#### The exercise
Count the lines in the items below that contain the string "query". Reply with the number only.

──────── Data section

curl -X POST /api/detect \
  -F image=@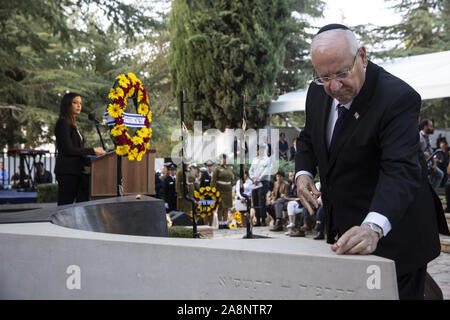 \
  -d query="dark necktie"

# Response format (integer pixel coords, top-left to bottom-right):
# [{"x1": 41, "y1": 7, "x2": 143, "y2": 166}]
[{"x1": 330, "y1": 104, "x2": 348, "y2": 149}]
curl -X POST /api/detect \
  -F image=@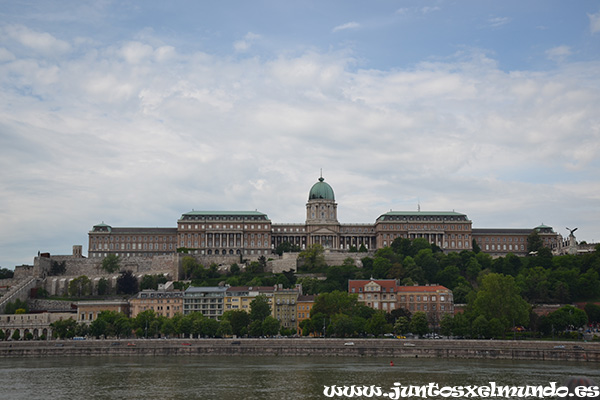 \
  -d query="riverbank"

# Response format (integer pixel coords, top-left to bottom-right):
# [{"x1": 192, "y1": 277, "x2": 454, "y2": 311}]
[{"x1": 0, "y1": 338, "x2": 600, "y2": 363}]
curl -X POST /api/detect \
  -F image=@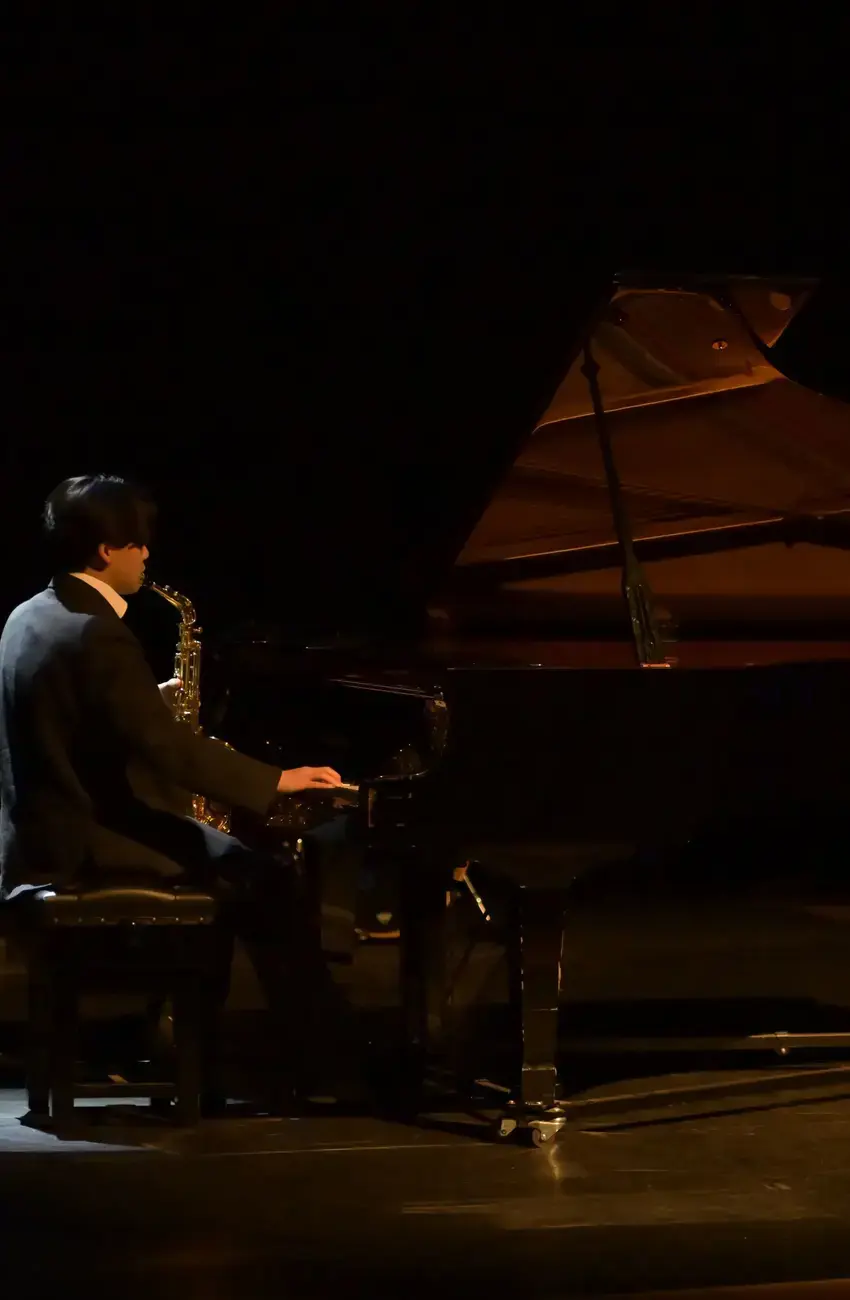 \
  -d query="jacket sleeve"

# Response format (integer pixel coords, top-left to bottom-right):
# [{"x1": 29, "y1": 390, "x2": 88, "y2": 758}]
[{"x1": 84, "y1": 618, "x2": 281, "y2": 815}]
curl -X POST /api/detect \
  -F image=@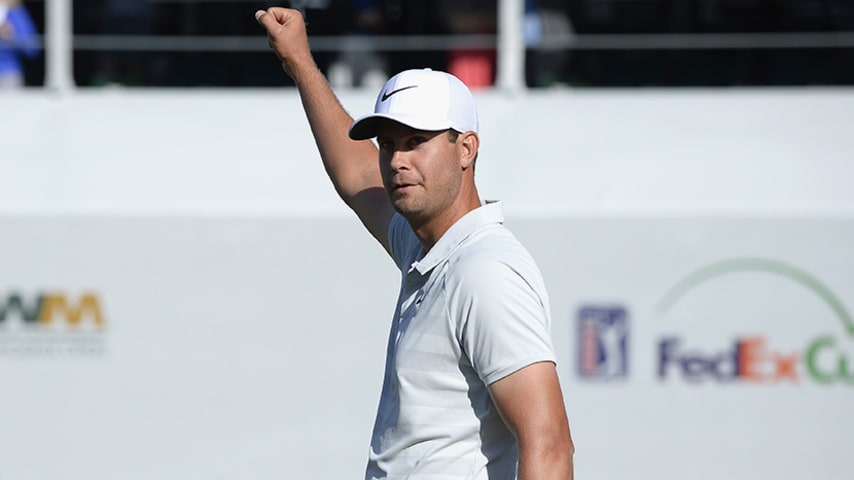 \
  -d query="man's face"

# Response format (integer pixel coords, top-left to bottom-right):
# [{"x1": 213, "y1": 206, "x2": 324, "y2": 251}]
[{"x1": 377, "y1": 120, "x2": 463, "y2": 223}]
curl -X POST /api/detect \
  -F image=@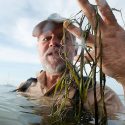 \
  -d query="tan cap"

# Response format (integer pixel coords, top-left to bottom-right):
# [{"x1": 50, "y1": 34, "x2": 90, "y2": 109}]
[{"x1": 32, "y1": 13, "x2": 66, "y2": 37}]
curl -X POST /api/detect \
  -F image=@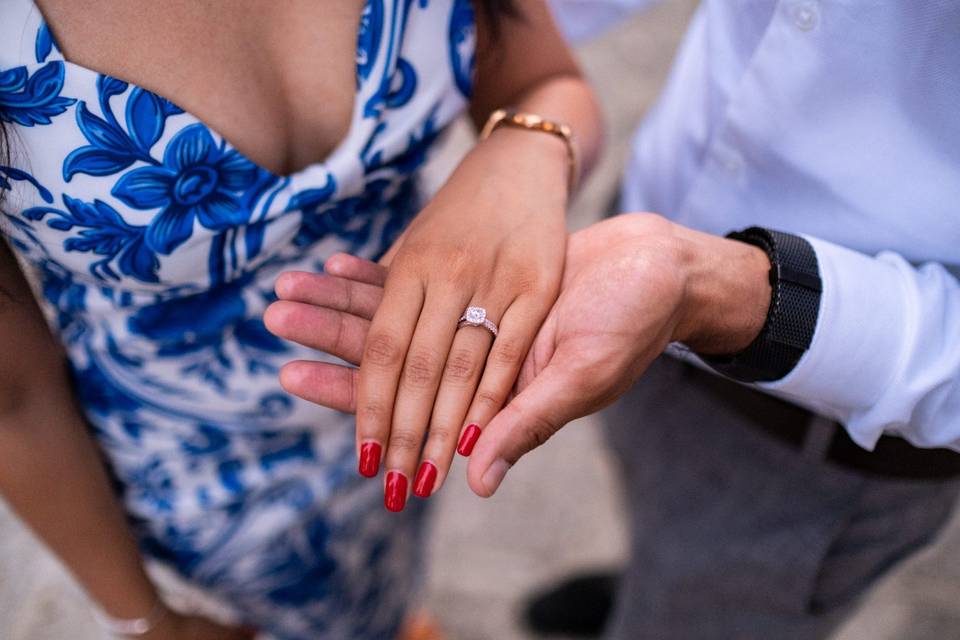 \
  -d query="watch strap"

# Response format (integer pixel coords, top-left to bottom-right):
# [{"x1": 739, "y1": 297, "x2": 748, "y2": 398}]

────────────────

#### Reply
6